* _Work instructions_: Rewrite the data below, putting "image coordinates" wherever "pixel coordinates" occurs and keeping everything else the same.

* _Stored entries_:
◆ ◆ ◆ ◆
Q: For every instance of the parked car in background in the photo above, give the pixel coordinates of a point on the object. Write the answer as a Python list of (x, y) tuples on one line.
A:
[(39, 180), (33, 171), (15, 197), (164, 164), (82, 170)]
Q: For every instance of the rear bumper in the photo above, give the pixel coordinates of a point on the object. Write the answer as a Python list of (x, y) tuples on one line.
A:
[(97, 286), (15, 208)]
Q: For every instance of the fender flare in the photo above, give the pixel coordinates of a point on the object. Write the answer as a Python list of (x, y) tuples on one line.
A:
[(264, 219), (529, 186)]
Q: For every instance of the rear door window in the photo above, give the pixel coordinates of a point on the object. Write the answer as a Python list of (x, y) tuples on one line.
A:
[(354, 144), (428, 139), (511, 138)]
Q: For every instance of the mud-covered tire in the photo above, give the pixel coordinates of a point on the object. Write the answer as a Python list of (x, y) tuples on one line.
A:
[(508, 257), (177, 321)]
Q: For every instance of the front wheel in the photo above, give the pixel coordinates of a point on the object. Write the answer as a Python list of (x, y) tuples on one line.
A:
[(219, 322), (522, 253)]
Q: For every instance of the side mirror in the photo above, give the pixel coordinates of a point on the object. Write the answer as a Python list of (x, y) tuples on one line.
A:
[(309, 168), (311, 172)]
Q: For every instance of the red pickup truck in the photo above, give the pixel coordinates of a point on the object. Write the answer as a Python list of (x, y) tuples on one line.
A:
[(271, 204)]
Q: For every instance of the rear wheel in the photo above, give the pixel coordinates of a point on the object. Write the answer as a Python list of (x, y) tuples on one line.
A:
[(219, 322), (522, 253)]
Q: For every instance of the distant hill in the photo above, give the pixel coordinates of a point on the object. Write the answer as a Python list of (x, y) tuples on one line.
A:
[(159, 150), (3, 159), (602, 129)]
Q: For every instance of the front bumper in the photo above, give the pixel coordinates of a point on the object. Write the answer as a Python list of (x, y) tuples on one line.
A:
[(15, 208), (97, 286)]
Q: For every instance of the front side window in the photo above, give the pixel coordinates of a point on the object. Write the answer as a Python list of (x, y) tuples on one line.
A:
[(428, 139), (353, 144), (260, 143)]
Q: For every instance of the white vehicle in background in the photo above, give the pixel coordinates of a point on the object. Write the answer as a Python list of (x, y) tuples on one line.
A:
◆ ◆ ◆ ◆
* _Result of the task_:
Q: For every instance of the parked car in background in the photo above, give the image coordinates of a point on the object. Write the answer as a Python list of (x, y) tuples on one line.
A:
[(39, 180), (33, 171), (15, 197), (164, 164), (82, 170)]
Q: For every instance of the rear bumper in the photo above, give the image coordinates of a point on the object. Write the answer as a Python list of (x, y) tuples on one line.
A:
[(97, 286), (15, 208)]
Q: For every instance of the fender flare in the photo above, give the image coordinates of a point on the object. Write the answer as a Python list of (x, y) tuples on one line.
A:
[(264, 219), (529, 186)]
Q: For every instance of the rear door window in the photo above, give the image coordinates of a point on the object. Write the answer as a Python list of (x, y) tuples on one line.
A:
[(354, 144), (428, 139), (511, 138)]
Q: For every instance of the mud-covered tire in the photo above, give the image coordinates of a point on the object. Write the answer as a Python list of (x, y) tuples on one line.
A:
[(508, 257), (177, 321)]
Q: For every instance of the front wheel in the photo above, give the image coordinates of a point on the object. Write the answer as a Python list of (x, y) tuples on one line.
A:
[(219, 322), (522, 253)]
Q: For every instance of the side mirror in the photo above, give the image coordinates of a point on the object. Write the answer as a Python list of (x, y) tuples on one line.
A:
[(309, 168), (311, 172)]
Q: For every instance of the red pickup truck in the photo above, give the image coordinates of a point on the object. Write the answer as a Python list of (x, y) tuples on one line.
A:
[(271, 204)]
Q: For every instance of the rear wheel in the photo above, give the image coordinates of a point on the object. Write the answer as a Python list of (x, y) tuples on one line.
A:
[(219, 322), (522, 253)]
Q: For every instance of the distant hill in the photo above, give the image coordinates of a point on the object. Write the answer as a Python list of (x, y) tuples on one line.
A:
[(159, 150), (3, 159), (602, 129)]
Q: For every instance of the front bumper in the photo above, give the image coordinates of a point on the object. Write the answer as a Python list of (x, y) tuples on one line.
A:
[(15, 208), (97, 286)]
Q: For every instance of the front side window in the photo above, give the image coordinates of a point on the object. Write the answer as a Python list of (x, y) tuples on one line.
A:
[(428, 139), (353, 144), (260, 143)]
Q: For every instance of the white vehicle in background in the photo above, give the image coordinates of a point on the object. Write the answer as a Python list of (x, y) tuples on one line.
A:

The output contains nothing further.